TASK OBJECTIVE –
Set down each record below precisely, skipping the pictures.

PROVIDED DATA –

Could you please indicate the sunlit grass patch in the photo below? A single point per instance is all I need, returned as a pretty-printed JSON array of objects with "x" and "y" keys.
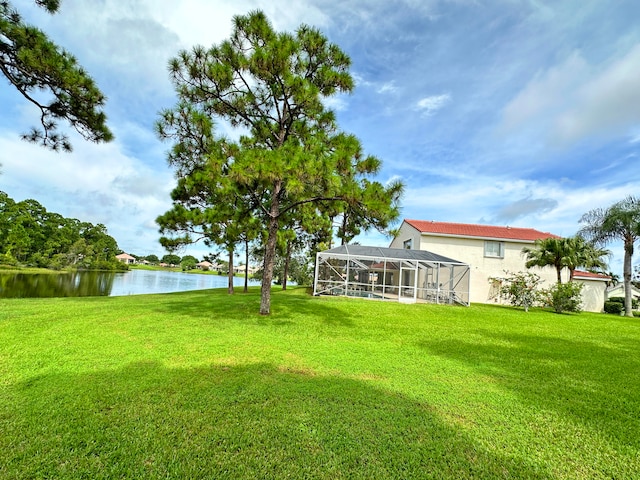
[{"x": 197, "y": 384}]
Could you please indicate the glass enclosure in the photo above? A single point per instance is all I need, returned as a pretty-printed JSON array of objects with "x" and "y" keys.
[{"x": 391, "y": 274}]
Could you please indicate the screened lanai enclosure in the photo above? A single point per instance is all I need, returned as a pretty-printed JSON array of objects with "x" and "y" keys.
[{"x": 391, "y": 274}]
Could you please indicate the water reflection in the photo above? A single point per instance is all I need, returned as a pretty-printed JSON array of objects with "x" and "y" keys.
[
  {"x": 79, "y": 284},
  {"x": 82, "y": 284}
]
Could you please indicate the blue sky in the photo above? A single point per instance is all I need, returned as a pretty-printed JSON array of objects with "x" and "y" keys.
[{"x": 503, "y": 112}]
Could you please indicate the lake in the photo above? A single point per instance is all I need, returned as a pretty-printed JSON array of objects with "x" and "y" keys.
[{"x": 133, "y": 282}]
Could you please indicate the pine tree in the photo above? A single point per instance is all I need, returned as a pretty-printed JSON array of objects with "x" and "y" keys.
[
  {"x": 33, "y": 64},
  {"x": 271, "y": 86}
]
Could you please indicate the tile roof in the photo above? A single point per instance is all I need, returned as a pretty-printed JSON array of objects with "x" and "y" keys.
[
  {"x": 597, "y": 276},
  {"x": 482, "y": 231}
]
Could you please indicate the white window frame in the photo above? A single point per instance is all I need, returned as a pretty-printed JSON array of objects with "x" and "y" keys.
[{"x": 490, "y": 252}]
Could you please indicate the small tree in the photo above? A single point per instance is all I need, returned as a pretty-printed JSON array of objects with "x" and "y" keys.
[
  {"x": 188, "y": 262},
  {"x": 520, "y": 289},
  {"x": 564, "y": 297}
]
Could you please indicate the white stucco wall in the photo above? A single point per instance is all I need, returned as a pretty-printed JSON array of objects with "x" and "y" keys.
[
  {"x": 471, "y": 251},
  {"x": 593, "y": 294}
]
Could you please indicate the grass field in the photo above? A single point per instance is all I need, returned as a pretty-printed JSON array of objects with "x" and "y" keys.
[{"x": 197, "y": 385}]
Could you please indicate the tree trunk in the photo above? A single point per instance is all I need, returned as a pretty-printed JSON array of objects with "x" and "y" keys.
[
  {"x": 270, "y": 251},
  {"x": 230, "y": 276},
  {"x": 246, "y": 266},
  {"x": 626, "y": 273},
  {"x": 286, "y": 265}
]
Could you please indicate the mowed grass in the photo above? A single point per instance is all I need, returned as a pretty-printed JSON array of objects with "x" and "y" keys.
[{"x": 198, "y": 385}]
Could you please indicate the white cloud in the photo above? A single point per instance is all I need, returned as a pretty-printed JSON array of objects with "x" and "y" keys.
[
  {"x": 95, "y": 183},
  {"x": 430, "y": 105},
  {"x": 388, "y": 87},
  {"x": 575, "y": 100}
]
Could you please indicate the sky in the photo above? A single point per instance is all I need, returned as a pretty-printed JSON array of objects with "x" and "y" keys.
[{"x": 503, "y": 112}]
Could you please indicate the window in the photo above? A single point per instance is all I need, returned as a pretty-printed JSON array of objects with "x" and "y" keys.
[{"x": 494, "y": 249}]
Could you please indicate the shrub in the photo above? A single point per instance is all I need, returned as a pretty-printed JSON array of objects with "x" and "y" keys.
[
  {"x": 564, "y": 297},
  {"x": 520, "y": 289},
  {"x": 634, "y": 301},
  {"x": 613, "y": 307}
]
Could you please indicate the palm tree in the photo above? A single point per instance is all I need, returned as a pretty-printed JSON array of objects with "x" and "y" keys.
[
  {"x": 548, "y": 252},
  {"x": 584, "y": 254},
  {"x": 621, "y": 221}
]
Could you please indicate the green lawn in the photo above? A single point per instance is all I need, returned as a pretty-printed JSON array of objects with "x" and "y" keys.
[{"x": 197, "y": 385}]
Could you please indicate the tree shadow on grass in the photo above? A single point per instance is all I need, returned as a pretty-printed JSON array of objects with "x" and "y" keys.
[
  {"x": 587, "y": 383},
  {"x": 251, "y": 421},
  {"x": 285, "y": 307}
]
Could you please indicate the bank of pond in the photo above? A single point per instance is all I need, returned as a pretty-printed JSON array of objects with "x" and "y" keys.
[{"x": 82, "y": 284}]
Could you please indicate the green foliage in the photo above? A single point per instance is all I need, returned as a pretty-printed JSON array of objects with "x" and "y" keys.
[
  {"x": 188, "y": 262},
  {"x": 634, "y": 301},
  {"x": 29, "y": 235},
  {"x": 520, "y": 289},
  {"x": 564, "y": 297},
  {"x": 571, "y": 253},
  {"x": 33, "y": 64},
  {"x": 171, "y": 259},
  {"x": 291, "y": 170},
  {"x": 614, "y": 307},
  {"x": 619, "y": 222}
]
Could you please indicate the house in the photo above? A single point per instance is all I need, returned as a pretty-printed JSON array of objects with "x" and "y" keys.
[
  {"x": 618, "y": 291},
  {"x": 491, "y": 251},
  {"x": 126, "y": 258},
  {"x": 240, "y": 270}
]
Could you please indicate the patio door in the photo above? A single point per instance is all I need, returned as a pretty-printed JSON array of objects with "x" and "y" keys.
[{"x": 408, "y": 273}]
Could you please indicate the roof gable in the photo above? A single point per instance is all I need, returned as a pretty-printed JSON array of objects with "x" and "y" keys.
[
  {"x": 591, "y": 275},
  {"x": 479, "y": 231}
]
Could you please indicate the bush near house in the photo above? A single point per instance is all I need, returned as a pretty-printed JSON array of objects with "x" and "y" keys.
[
  {"x": 613, "y": 307},
  {"x": 634, "y": 302}
]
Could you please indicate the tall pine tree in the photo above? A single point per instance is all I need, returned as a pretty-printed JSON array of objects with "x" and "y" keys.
[
  {"x": 271, "y": 87},
  {"x": 33, "y": 64}
]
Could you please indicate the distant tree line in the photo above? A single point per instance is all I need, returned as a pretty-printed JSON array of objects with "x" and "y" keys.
[{"x": 32, "y": 236}]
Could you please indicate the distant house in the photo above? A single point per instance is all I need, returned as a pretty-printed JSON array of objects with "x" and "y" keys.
[
  {"x": 490, "y": 251},
  {"x": 618, "y": 291},
  {"x": 240, "y": 269},
  {"x": 126, "y": 258}
]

REPLY –
Could you please indicate the sunlit grass patch in the photo below? A single point per instance is all I need, returned as a pretty-printed JSON array of objects with "x" and "y" keys.
[{"x": 197, "y": 384}]
Could you please indicate the glass enclosure in the photo above? A single point per instance is all I need, returned as a pretty-printed JSON array of objects with "x" and "y" keys.
[{"x": 391, "y": 274}]
Could you please indicate the screened lanai enclosure in the photo above? A single point per instance is all I need, returned as a pretty-printed JSON array of objects with "x" and "y" keys.
[{"x": 391, "y": 274}]
Could you please indicate the water reflection in the photo above? A single point per instance is all I need, returned as a pretty-printed JSON array of objects with "x" and "y" keys.
[
  {"x": 79, "y": 284},
  {"x": 82, "y": 284}
]
Could you please indicate the blue sky in the photo above? A single point per instance is all I need, returned as a pretty-printed JSON array of objects with "x" and "y" keys.
[{"x": 503, "y": 112}]
Could you please indicate the lake in the photo above? A single point per instance is all I need, returned as a pretty-printed JSON array of objects with "x" and "y" keys.
[{"x": 133, "y": 282}]
Could you please indicate the pine tree in the photo above? A single point per instance is all I need, returned as a pretty-printed JSON array of objects with "x" and "y" keys.
[
  {"x": 33, "y": 64},
  {"x": 271, "y": 86}
]
Could you please indicate the tile roof in the photo above? A single point per instance is all I need, returned as a pretty-printed JSON array of objects with "x" and "y" keys.
[
  {"x": 597, "y": 276},
  {"x": 482, "y": 231}
]
Could you please indicate the white window frame in the photo above? A single point per instance is all I need, returned as a pretty-printed JSON array of objects with "x" and "y" keys.
[{"x": 490, "y": 252}]
Could you please indicate the small tree in the photo above? A single point per instance is all I need, returned as a pretty-printed JSON array of objects with "x" and "y" keys.
[
  {"x": 188, "y": 262},
  {"x": 520, "y": 289},
  {"x": 564, "y": 297}
]
Could you please indicate the white stucco wall in the photo above? A single point per instance is all I need, returned as a pretty-printed JSON array of objects with "x" and "y" keys.
[
  {"x": 471, "y": 251},
  {"x": 593, "y": 294}
]
Could you please indicate the grass field in the photo above? A single point per instance is all I need, returned as a pretty-printed JSON array of objects with "x" and "y" keys.
[{"x": 197, "y": 385}]
Could you please indicate the tree trunk in the photo above? A single point per instance is all I need, returned as a pretty-printed JSON array of objects with "x" and "y" keys.
[
  {"x": 270, "y": 251},
  {"x": 230, "y": 276},
  {"x": 246, "y": 266},
  {"x": 626, "y": 273},
  {"x": 286, "y": 265}
]
Could you please indicate the mowed grass in the photo above? A single point per instance is all I need, returned as a pretty-printed JSON array of objects with "x" and "y" keys.
[{"x": 198, "y": 385}]
Could you please indicate the white cloud in the photo above? A single point per instance is all I need, returned as a pretty-printed JSON array of objects with "x" and "y" keys.
[
  {"x": 95, "y": 183},
  {"x": 430, "y": 105},
  {"x": 388, "y": 87},
  {"x": 575, "y": 100}
]
Could you please indicate the sky in the photo above? A single point per instance is all I need, returned as a pretty-printed JSON array of objects with "x" and "y" keys.
[{"x": 503, "y": 112}]
Could you please indicate the window in the photo above? A single point per instance is all I need, returned as a pretty-printed JSON array of objects with "x" and "y" keys.
[{"x": 494, "y": 249}]
Could you please indicate the shrub in the photo above? A single point per instance is all I need, returned as a pretty-printed JSON array of objects with "x" and "y" keys.
[
  {"x": 564, "y": 297},
  {"x": 520, "y": 289},
  {"x": 634, "y": 301},
  {"x": 613, "y": 307}
]
Could you please indicate the palm tree in the photo above? A single point per instance is all I need, returned as a pretty-printed JSON array of objects with "x" and "y" keys.
[
  {"x": 548, "y": 252},
  {"x": 584, "y": 254},
  {"x": 621, "y": 221}
]
Could you please indicate the green lawn in the photo above? A single point per instance is all I need, returned as a pretty-printed JSON array of objects with "x" and "y" keys.
[{"x": 197, "y": 385}]
Could you please indicate the tree shadow on grass in the photo above? A single point per instance is all I need, returned as a pretty-printed JSON array of objects with "x" and "y" keys.
[
  {"x": 587, "y": 383},
  {"x": 251, "y": 421},
  {"x": 285, "y": 307}
]
Could you please indicate the bank of pond in the photo above? A single point per instance is all I need, returned as a pretty-printed JSON array of objects with "x" and "y" keys.
[{"x": 82, "y": 284}]
Could you please indicate the green foliage in the photo above? A single point per instance is all I need, returned as a pretty-printed JSON array of objects with "x" and "y" keys.
[
  {"x": 188, "y": 262},
  {"x": 634, "y": 301},
  {"x": 29, "y": 235},
  {"x": 520, "y": 289},
  {"x": 564, "y": 297},
  {"x": 571, "y": 253},
  {"x": 33, "y": 64},
  {"x": 171, "y": 259},
  {"x": 291, "y": 170},
  {"x": 614, "y": 307},
  {"x": 619, "y": 222}
]
Could you please indicate the house in the photo above? A single point per instance is all I need, returned as a pretty-printed JSON array of objects with "x" and "y" keys.
[
  {"x": 618, "y": 291},
  {"x": 491, "y": 251},
  {"x": 126, "y": 258},
  {"x": 240, "y": 270}
]
Could you please indicate the patio door in the photo above? A single point per instance is all I need, returned as a pretty-printed JSON array of objects with "x" and "y" keys.
[{"x": 408, "y": 273}]
Could you please indicate the roof gable in the photo above? A single point per instance is all I need, returned as a pretty-printed JSON array of objects with "x" and "y" keys.
[
  {"x": 591, "y": 275},
  {"x": 479, "y": 231}
]
Could you please indicate the bush near house in the photo above? A single point per instance is all I need, returned as a pretty-printed JSON array of objects with "x" and "y" keys.
[
  {"x": 613, "y": 307},
  {"x": 634, "y": 302}
]
Could you please indicate the tall pine tree in the photo above? A single point per instance is all I need, returned as a pretty-printed JSON array of objects with "x" and "y" keys.
[
  {"x": 271, "y": 87},
  {"x": 33, "y": 64}
]
Could you please indicate the distant tree line in the photo above? A single point per instance is all I need, returned as a pretty-printed JSON array of objects with "x" and "y" keys.
[{"x": 32, "y": 236}]
Could you please indicate the distant house in the photo above? A single point per instance is all I need, returned as a pretty-printed JSON array of objects with "x" and "y" keys.
[
  {"x": 490, "y": 251},
  {"x": 618, "y": 291},
  {"x": 240, "y": 269},
  {"x": 126, "y": 258}
]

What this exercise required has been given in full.